GIVEN EXERCISE:
Answer these from the text about Frost below.
(a) How old was Frost when he won his first rodeo awards?
(b) What town was Kellie Kyle from?
(c) In what year did Frost become the PRCA World Champion bull rider?

SELECTED EXTRACT:
* * * * * * *

Frost started riding dairy calves around age 5-6. His first rodeo awards were won when he was 10, at the "Little Buckaroos" Rodeos held in Uintah Basin: first in bareback, second in calf roping, and third in the "bull riding" (calf riding) event. He also competed in wrestling in junior high school. The family then moved to Oklahoma and he attended Atoka High School in Atoka. In Oklahoma, he was the National High School Bull Riding Champion in 1981. He was the Bull Riding Champion of the first Youth National Finals in Fort Worth, Texas, in 1982.

On January 5, 1985, Frost married Kellie Kyle (born 1965), a barrel racer from Quanah, Texas, west of Wichita Falls.

==Career==
Frost joined the PRCA and began riding full-time after graduating from high school in 1982. In 1984, he qualified for his first National Finals Rodeo (NFR). In 1986, he won the NFR bull riding average title. In 1987, he became the PRCA World Champion bull rider at the NFR at age 24. He went on to compete at the Rodeo '88 Challenge Cup held as part of the Cultural Olympiad in association with the 1988 Winter Olympics in Calgary. In his lifetime, Frost made it to the NFR for five consecutive years from 1984 to 1988.

* * * * * * *

Entries for locating named things:

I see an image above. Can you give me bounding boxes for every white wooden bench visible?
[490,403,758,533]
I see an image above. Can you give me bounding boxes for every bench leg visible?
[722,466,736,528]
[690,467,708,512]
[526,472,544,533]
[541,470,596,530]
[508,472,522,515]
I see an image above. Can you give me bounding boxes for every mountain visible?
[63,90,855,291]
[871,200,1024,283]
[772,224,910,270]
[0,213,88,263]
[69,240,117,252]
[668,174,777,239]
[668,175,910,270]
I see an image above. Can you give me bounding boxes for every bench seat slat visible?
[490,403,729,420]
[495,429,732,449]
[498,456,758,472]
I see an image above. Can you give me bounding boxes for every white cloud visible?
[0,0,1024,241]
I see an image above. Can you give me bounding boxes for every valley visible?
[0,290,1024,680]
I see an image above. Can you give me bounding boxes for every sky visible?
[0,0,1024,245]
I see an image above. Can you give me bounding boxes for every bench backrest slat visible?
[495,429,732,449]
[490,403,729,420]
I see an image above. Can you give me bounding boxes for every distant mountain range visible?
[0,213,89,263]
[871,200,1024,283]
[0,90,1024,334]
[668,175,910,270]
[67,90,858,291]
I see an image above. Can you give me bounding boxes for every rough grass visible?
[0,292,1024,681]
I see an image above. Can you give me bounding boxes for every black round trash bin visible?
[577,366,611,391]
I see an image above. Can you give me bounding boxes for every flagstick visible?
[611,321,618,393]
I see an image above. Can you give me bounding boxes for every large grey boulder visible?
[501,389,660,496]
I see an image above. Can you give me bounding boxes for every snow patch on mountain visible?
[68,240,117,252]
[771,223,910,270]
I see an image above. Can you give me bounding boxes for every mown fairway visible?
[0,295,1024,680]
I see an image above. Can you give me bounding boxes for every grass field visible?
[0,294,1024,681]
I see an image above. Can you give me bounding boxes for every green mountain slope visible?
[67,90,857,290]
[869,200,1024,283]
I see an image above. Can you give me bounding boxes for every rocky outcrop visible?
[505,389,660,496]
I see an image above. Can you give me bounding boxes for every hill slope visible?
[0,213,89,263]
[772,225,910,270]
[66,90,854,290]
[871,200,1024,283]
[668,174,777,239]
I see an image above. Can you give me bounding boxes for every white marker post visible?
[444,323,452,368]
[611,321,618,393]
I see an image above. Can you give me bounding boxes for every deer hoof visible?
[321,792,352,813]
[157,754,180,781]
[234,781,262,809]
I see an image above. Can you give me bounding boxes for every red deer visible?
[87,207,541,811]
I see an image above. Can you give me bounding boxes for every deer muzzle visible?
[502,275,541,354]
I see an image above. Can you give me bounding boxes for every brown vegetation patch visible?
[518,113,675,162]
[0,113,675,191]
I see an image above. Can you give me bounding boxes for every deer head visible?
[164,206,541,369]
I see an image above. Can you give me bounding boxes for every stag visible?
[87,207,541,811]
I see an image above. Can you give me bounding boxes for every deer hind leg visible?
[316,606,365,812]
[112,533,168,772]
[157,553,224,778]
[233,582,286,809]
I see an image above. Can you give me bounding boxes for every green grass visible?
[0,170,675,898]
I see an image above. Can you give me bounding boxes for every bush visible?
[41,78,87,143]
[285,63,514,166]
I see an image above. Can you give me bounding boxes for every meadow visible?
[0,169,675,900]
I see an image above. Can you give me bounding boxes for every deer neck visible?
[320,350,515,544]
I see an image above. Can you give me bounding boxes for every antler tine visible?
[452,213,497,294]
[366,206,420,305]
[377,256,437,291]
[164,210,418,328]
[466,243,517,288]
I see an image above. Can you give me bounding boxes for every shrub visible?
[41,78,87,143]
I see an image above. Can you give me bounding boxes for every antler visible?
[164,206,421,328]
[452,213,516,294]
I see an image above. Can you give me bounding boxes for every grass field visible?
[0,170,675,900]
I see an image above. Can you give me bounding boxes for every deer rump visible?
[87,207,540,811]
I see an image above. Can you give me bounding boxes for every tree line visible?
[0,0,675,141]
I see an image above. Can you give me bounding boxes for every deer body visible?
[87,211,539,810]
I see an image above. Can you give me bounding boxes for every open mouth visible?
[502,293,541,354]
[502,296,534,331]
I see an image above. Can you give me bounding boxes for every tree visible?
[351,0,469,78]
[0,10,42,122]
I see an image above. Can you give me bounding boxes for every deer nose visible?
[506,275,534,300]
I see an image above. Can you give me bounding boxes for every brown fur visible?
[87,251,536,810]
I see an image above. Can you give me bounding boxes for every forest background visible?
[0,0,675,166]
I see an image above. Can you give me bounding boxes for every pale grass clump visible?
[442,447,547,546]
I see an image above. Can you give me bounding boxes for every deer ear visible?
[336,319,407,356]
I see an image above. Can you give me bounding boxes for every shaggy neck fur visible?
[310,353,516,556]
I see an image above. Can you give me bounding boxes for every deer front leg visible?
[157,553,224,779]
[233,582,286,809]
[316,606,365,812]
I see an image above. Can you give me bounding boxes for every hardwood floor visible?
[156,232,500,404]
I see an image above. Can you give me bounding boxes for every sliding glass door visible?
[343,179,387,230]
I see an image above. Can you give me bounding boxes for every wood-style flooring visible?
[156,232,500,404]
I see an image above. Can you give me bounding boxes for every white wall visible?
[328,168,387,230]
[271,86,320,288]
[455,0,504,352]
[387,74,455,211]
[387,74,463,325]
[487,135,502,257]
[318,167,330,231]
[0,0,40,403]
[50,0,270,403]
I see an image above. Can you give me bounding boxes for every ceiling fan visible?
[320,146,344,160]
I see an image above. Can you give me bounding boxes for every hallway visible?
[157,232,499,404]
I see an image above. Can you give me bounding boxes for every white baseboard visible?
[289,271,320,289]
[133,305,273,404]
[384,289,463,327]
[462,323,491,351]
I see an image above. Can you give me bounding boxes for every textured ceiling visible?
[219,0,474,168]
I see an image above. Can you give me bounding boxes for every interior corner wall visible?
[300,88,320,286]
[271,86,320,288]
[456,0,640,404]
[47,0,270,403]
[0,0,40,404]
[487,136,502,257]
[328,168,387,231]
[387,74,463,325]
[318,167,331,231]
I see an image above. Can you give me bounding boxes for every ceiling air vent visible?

* * * * * * *

ANSWER TO THE PROBLEM:
(a) 10
(b) Quanah, Texas
(c) 1987